所给文段:

Hardwood Species

Time Limit: 10000MS

 

Memory Limit: 65536K

Total Submissions: 12870

 

Accepted: 5261

Description

Hardwoods are the botanical group of trees that have broad leaves, produce a fruit or nut, and generally go dormant in the winter. 
America's temperate climates produce forests with hundreds of hardwood species -- trees that share certain biological characteristics. Although oak, maple and cherry all are types of hardwood trees, for example, they are different species. Together, all the hardwood species represent 40 percent of the trees in the United States. 

On the other hand, softwoods, or conifers, from the Latin word meaning "cone-bearing," have needles. Widely available US softwoods include cedar, fir, hemlock, pine, redwood, spruce and cypress. In a home, the softwoods are used primarily as structural lumber such as 2x4s and 2x6s, with some limited decorative applications. 

Using satellite imaging technology, the Department of Natural Resources has compiled an inventory of every tree standing on a particular day. You are to compute the total fraction of the tree population represented by each species.

Input

Input to your program consists of a list of the species of every tree observed by the satellite; one tree per line. No species name exceeds 30 characters. There are no more than 10,000 species and no more than 1,000,000 trees.

Output

Print the name of each species represented in the population, in alphabetical order, followed by the percentage of the population it represents, to 4 decimal places.

Sample Input

Red Alder
Ash
Aspen
Basswood
Ash
Beech
Yellow Birch
Ash
Cherry
Cottonwood
Ash
Cypress
Red Elm
Gum
Hackberry
White Oak
Hickory
Pecan
Hard Maple
White Oak
Soft Maple
Red Oak
Red Oak
White Oak
Poplan
Sassafras
Sycamore
Black Walnut
Willow

Sample Output

Ash 13.7931
Aspen 3.4483
Basswood 3.4483
Beech 3.4483
Black Walnut 3.4483
Cherry 3.4483
Cottonwood 3.4483
Cypress 3.4483
Gum 3.4483
Hackberry 3.4483
Hard Maple 3.4483
Hickory 3.4483
Pecan 3.4483
Poplan 3.4483
Red Alder 3.4483
Red Elm 3.4483
Red Oak 6.8966
Sassafras 3.4483
Soft Maple 3.4483
Sycamore 3.4483
White Oak 10.3448
Willow 3.4483
Yellow Birch 3.4483

Hint

This problem has huge input, use scanf instead of cin to avoid time limit exceeded.

Source

Waterloo Local 2002.01.26

 解题报告:这道题就是统计输入的树叶类型占全部的百分比,并按字典序的顺序输出结果,我们可以利用二叉排序树来做这道题,因为二叉排序树。 它或者是一棵空树;或者是具有下列性质的二叉树: (1)若左子树不空,则左子树上所有结点的值均小于它的根结点的值; (2)若右子树不空,则右子树上所有结点的值均大于它的根结点的值; (3)左、右子树也分别为二叉排序树。

所给材料:
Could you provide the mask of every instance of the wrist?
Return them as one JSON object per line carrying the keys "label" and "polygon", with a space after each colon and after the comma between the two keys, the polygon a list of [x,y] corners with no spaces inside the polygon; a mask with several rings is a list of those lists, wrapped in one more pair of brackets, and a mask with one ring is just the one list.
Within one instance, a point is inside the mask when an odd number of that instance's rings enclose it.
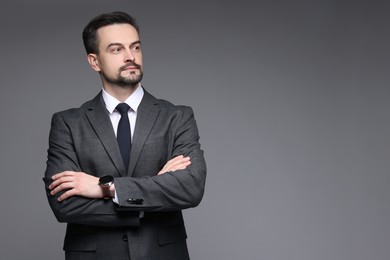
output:
{"label": "wrist", "polygon": [[109,189],[111,198],[115,198],[115,183],[112,183]]}
{"label": "wrist", "polygon": [[111,186],[113,186],[113,184],[114,177],[112,177],[111,175],[104,175],[99,178],[99,186],[102,189],[104,199],[112,198]]}

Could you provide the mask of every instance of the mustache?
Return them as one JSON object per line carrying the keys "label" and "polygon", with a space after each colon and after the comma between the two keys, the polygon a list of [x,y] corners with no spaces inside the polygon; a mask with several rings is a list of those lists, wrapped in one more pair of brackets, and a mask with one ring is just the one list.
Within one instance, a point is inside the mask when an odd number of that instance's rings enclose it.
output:
{"label": "mustache", "polygon": [[129,62],[129,63],[126,63],[125,65],[123,65],[122,67],[119,68],[119,70],[123,71],[123,70],[126,70],[127,67],[129,66],[133,66],[133,67],[136,67],[137,69],[141,70],[141,66],[135,62]]}

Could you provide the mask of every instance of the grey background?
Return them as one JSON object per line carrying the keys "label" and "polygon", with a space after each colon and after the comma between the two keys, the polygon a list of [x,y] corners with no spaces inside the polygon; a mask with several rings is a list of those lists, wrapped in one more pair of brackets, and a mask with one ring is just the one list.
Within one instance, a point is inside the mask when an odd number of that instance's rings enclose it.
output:
{"label": "grey background", "polygon": [[138,18],[143,85],[190,105],[208,162],[192,259],[390,257],[389,1],[2,1],[2,259],[63,259],[51,115],[100,90],[81,42]]}

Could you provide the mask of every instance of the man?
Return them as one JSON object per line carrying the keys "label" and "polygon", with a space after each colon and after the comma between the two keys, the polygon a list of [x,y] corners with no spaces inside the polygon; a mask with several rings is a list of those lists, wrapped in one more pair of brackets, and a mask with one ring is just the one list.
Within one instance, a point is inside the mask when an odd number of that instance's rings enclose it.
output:
{"label": "man", "polygon": [[66,259],[189,259],[181,210],[200,203],[206,178],[192,110],[140,85],[128,14],[95,17],[83,41],[103,89],[53,115],[44,177],[56,218],[68,223]]}

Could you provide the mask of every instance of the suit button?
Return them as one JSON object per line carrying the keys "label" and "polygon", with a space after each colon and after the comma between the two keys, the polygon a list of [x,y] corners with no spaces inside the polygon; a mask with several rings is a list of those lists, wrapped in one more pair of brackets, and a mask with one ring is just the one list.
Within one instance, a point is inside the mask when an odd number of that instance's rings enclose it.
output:
{"label": "suit button", "polygon": [[144,200],[143,199],[127,199],[127,203],[129,203],[130,205],[143,205],[144,204]]}

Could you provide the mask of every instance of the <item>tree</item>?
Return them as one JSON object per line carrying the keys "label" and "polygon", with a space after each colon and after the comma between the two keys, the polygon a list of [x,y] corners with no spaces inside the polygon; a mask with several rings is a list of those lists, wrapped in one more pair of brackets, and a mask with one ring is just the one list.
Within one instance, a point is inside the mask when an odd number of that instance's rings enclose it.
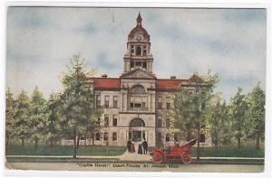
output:
{"label": "tree", "polygon": [[248,96],[248,109],[247,112],[247,127],[249,128],[249,136],[256,139],[256,148],[259,149],[260,138],[265,136],[265,92],[259,83]]}
{"label": "tree", "polygon": [[177,128],[188,133],[190,133],[191,129],[197,133],[197,159],[199,159],[201,130],[207,124],[207,108],[212,98],[212,89],[219,81],[219,76],[212,75],[209,71],[201,78],[194,74],[189,81],[188,86],[175,94],[174,108],[171,112]]}
{"label": "tree", "polygon": [[238,88],[236,95],[231,98],[230,116],[232,117],[232,128],[234,136],[238,141],[238,148],[241,147],[241,138],[245,134],[245,119],[247,111],[247,102],[245,95],[241,94],[242,88]]}
{"label": "tree", "polygon": [[61,117],[60,122],[63,131],[73,136],[73,158],[76,158],[80,137],[94,127],[92,125],[98,117],[94,108],[93,86],[88,82],[83,60],[80,55],[73,56],[62,82],[64,88],[61,96],[63,117]]}
{"label": "tree", "polygon": [[9,140],[15,136],[15,100],[10,88],[5,93],[5,145],[9,145]]}
{"label": "tree", "polygon": [[53,147],[53,142],[61,137],[61,126],[59,118],[62,117],[63,103],[59,94],[51,94],[47,102],[48,117],[45,121],[46,140],[50,141],[50,147]]}
{"label": "tree", "polygon": [[230,117],[228,108],[225,101],[222,102],[220,96],[214,97],[207,114],[209,124],[211,141],[218,148],[221,144],[230,142]]}
{"label": "tree", "polygon": [[15,133],[21,139],[22,146],[25,138],[30,136],[30,110],[29,98],[25,91],[18,95],[15,108]]}
{"label": "tree", "polygon": [[30,101],[30,130],[31,138],[34,140],[35,148],[38,142],[44,136],[45,120],[48,117],[46,112],[46,100],[43,98],[43,94],[35,87]]}

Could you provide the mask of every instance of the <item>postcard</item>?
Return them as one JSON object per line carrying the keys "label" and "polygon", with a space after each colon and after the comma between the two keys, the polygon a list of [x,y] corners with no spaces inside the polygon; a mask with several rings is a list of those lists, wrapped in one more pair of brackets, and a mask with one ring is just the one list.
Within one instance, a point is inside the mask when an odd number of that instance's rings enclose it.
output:
{"label": "postcard", "polygon": [[263,173],[267,13],[8,6],[6,168]]}

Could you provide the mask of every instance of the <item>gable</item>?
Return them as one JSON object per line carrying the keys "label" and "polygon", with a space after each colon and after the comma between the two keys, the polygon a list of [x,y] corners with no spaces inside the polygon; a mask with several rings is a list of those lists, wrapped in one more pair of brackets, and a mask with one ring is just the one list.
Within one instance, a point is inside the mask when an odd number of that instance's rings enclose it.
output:
{"label": "gable", "polygon": [[154,74],[148,73],[141,69],[133,70],[121,76],[122,79],[156,79]]}

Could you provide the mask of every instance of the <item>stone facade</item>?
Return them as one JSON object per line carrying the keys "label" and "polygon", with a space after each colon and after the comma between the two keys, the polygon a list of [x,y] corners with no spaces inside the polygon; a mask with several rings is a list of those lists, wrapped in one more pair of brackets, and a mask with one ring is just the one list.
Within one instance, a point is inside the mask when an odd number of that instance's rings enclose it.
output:
{"label": "stone facade", "polygon": [[[157,79],[152,71],[150,35],[142,27],[139,14],[136,27],[128,35],[123,57],[124,69],[120,78],[90,78],[93,83],[96,107],[102,109],[101,130],[95,145],[126,145],[129,139],[149,146],[171,144],[175,131],[163,111],[170,108],[170,96],[189,80]],[[90,142],[91,143],[91,142]]]}

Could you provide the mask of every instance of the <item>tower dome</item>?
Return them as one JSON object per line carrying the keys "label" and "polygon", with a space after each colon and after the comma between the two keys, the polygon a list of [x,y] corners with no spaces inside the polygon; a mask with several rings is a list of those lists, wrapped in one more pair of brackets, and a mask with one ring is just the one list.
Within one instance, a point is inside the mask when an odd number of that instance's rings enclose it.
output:
{"label": "tower dome", "polygon": [[131,31],[128,36],[129,42],[149,42],[150,34],[141,25],[141,16],[139,13],[138,17],[136,19],[136,26]]}
{"label": "tower dome", "polygon": [[152,74],[153,57],[151,53],[150,34],[142,27],[141,16],[139,13],[136,26],[128,36],[127,51],[124,54],[124,73],[141,70]]}

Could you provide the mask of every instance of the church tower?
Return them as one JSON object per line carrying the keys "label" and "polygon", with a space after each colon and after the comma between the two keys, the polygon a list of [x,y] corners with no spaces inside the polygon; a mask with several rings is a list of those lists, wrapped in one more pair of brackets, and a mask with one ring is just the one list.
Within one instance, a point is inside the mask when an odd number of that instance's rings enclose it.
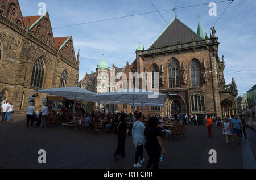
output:
{"label": "church tower", "polygon": [[97,65],[96,79],[96,93],[102,93],[108,92],[109,84],[109,65],[104,61],[104,54],[102,61]]}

练习内容:
A) 用两句话概括所给文段的内容。
B) 照录所给文段中以含有“Input to your”的词句开头、到“4 decimal places.”结束的部分。

练习答案:
A) 该题输入卫星观测到的每棵树的物种名称,要求按字母顺序输出每个物种及其占全部树木的百分比,保留4位小数。由于输入量巨大,提示应使用scanf而非cin,解题报告则提出用二叉排序树来统计并按字典序输出结果。

B)
Input to your program consists of a list of the species of every tree observed by the satellite; one tree per line. No species name exceeds 30 characters. There are no more than 10,000 species and no more than 1,000,000 trees.

Output

Print the name of each species represented in the population, in alphabetical order, followed by the percentage of the population it represents, to 4 decimal places.